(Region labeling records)
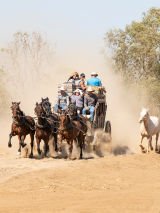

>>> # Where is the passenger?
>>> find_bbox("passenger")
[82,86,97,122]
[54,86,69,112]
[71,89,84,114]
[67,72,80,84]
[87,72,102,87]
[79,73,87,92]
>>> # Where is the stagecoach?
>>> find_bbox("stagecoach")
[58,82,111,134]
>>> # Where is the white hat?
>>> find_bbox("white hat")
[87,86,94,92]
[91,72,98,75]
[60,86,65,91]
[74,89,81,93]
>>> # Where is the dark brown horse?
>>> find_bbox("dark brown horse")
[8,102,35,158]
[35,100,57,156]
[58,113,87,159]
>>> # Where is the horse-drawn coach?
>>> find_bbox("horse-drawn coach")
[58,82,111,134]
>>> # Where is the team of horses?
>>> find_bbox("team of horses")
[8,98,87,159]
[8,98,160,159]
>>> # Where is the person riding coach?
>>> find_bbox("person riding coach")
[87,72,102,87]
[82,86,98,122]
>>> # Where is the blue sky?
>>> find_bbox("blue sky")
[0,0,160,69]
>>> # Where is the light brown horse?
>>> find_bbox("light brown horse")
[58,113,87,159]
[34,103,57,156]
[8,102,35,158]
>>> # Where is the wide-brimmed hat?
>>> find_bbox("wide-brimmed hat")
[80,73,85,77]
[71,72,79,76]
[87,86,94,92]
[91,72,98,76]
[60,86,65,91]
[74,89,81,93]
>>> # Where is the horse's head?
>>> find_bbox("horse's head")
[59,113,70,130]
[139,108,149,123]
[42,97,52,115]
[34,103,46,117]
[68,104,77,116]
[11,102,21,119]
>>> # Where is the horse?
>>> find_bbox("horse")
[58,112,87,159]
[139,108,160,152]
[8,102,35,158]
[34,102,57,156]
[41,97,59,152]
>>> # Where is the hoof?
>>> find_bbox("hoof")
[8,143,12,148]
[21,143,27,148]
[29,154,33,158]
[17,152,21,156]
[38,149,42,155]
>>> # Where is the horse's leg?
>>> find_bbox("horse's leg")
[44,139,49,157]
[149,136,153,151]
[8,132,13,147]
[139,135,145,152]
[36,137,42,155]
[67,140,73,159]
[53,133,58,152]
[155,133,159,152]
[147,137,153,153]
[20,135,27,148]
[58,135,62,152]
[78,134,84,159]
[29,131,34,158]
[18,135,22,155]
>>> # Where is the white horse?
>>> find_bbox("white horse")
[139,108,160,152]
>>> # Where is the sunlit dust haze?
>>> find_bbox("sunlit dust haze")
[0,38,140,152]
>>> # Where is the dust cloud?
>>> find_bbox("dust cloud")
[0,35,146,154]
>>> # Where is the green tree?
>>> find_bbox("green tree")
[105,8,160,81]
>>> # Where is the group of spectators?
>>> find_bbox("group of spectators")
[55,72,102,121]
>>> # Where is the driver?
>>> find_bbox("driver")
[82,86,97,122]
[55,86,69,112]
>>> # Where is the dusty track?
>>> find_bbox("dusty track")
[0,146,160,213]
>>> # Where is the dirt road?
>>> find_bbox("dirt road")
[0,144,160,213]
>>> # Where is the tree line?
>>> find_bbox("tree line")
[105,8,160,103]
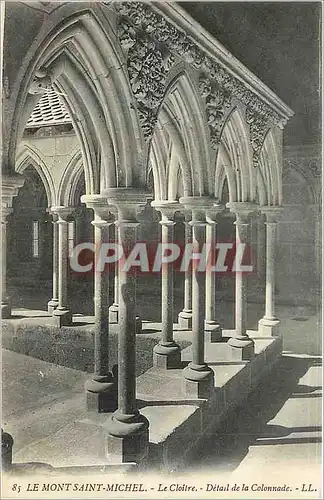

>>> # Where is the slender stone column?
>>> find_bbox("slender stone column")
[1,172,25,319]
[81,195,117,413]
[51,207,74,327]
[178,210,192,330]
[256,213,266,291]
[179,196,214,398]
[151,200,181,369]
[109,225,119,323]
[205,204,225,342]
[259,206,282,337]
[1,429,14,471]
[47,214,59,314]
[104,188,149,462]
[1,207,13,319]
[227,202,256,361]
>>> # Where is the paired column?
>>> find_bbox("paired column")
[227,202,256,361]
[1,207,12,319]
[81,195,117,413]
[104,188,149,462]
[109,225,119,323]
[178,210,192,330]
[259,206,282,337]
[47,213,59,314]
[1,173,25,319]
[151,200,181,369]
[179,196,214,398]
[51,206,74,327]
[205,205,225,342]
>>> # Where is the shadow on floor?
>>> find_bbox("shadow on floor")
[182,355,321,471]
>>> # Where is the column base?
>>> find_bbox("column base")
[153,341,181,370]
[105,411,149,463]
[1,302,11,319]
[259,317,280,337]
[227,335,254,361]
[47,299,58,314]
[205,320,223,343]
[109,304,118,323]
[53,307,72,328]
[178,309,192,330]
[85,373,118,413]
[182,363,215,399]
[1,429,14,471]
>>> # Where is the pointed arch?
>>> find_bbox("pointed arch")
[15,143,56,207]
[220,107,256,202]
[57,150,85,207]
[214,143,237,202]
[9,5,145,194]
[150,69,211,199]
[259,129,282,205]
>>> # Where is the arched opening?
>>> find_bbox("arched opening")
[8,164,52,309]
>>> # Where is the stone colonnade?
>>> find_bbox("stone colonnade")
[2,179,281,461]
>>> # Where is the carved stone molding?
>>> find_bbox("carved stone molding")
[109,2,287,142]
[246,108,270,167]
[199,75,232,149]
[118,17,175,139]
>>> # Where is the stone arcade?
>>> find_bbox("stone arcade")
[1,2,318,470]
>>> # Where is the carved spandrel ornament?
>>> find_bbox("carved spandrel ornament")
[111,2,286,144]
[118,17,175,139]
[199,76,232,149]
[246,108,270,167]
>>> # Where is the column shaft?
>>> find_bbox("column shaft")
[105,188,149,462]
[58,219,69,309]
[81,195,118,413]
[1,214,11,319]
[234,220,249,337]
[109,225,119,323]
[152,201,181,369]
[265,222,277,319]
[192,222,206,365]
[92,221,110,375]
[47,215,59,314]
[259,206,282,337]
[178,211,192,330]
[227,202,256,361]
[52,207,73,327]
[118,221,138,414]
---
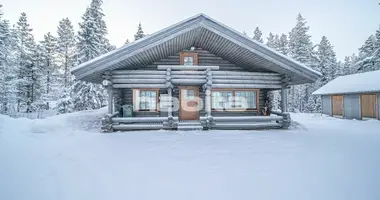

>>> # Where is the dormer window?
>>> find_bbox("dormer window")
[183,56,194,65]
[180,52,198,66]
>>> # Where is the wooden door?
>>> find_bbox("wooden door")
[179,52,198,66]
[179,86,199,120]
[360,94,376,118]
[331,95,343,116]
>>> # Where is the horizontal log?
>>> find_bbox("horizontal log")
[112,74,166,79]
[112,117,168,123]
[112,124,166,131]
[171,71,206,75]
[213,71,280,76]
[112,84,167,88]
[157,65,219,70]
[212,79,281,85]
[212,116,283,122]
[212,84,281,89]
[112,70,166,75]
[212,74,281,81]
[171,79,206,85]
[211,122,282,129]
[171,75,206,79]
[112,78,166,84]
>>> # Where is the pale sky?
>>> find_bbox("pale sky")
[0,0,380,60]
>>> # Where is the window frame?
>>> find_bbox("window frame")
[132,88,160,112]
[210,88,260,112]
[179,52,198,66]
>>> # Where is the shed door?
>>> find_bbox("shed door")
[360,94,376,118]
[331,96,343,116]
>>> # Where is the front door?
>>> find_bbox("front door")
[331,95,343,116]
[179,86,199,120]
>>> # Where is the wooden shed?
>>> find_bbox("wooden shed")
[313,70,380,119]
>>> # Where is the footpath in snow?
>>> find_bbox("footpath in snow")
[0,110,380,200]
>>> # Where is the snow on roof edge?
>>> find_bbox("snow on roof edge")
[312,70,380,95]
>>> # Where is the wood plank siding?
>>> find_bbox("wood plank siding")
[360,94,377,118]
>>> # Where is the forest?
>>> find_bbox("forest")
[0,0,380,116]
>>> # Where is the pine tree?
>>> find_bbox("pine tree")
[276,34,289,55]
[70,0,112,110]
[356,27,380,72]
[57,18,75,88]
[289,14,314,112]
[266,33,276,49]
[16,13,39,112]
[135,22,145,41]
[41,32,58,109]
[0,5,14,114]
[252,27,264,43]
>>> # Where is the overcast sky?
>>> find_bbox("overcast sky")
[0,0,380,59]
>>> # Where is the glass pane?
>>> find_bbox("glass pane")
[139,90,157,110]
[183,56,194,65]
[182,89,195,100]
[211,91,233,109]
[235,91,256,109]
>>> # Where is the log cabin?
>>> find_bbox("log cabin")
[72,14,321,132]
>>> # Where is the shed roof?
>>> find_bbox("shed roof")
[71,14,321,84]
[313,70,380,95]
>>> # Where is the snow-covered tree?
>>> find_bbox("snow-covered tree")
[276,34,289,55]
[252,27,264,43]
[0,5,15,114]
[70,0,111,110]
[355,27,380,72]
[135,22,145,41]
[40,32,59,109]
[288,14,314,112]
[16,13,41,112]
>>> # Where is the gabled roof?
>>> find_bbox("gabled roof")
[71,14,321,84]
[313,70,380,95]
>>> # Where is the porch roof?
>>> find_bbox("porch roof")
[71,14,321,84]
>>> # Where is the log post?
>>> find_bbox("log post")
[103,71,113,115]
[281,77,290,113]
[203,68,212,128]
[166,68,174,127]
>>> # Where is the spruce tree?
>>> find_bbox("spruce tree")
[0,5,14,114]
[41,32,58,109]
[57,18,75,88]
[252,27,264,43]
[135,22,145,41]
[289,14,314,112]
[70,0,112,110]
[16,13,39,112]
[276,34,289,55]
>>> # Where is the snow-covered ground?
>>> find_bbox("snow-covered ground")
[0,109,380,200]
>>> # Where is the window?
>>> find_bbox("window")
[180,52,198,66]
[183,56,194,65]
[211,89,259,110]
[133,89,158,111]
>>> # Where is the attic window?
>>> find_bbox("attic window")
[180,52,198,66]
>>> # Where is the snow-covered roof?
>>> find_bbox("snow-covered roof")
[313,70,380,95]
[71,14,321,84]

- **YOUR TASK**: In the listing, rewrite the part that opens with the line containing "sunlit dust haze?" and closes with the line containing "[105,8,160,103]", changing "group of spectators" to "crowd of onlookers" and leaving all else as is. Give only those lines.

- **REPLY**:
>>> # Where is the sunlit dust haze?
>>> find_bbox("sunlit dust haze")
[0,38,140,152]
>>> # Where is the dust cloud?
>>> find_bbox("dust cloud")
[0,35,146,154]
>>> # Where is the green tree?
>>> find_bbox("green tree")
[105,8,160,81]
>>> # Where is the crowd of onlookers?
>>> find_bbox("crowd of onlookers")
[55,72,102,121]
>>> # Where is the driver?
>>> find_bbox("driver")
[82,86,97,122]
[55,86,69,112]
>>> # Where is the dusty track?
>>> find_bbox("dusty track")
[0,146,160,213]
>>> # Where is the dirt road?
>>> find_bbox("dirt road")
[0,144,160,213]
>>> # Where is the tree line?
>>> find_bbox("tree line")
[105,8,160,103]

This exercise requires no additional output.